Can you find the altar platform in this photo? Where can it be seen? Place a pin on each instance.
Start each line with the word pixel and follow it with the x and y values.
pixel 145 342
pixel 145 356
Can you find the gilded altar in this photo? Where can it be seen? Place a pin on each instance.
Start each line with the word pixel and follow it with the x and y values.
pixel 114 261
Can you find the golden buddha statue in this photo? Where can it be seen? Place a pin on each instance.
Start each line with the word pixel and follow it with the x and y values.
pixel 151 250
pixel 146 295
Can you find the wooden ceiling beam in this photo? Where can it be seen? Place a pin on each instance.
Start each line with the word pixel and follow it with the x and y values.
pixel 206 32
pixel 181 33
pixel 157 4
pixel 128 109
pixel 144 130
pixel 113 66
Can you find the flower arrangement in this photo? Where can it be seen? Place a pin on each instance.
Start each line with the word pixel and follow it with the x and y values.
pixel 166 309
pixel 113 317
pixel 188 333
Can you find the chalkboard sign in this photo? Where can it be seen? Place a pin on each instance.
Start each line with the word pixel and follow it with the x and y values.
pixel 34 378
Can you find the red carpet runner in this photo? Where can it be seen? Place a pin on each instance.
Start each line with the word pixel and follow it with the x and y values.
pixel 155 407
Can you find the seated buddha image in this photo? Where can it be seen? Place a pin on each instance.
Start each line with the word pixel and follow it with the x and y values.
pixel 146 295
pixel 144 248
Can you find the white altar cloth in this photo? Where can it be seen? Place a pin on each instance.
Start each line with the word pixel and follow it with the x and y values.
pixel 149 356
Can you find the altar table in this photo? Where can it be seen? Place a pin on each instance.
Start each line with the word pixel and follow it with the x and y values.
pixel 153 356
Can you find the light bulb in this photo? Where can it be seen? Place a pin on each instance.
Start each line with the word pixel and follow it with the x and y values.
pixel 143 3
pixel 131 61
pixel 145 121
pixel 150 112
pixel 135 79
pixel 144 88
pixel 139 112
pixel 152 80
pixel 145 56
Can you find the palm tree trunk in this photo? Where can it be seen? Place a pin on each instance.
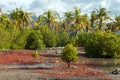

________________

### [Assignment]
Those lines above that contain the string "buddha" should be returned.

### [Response]
Can you find the golden buddha statue in this photo? Where can it be seen? Place a pin on each instance.
Can you find the seated buddha image in this photo? Where can it be seen? Place a pin on each instance.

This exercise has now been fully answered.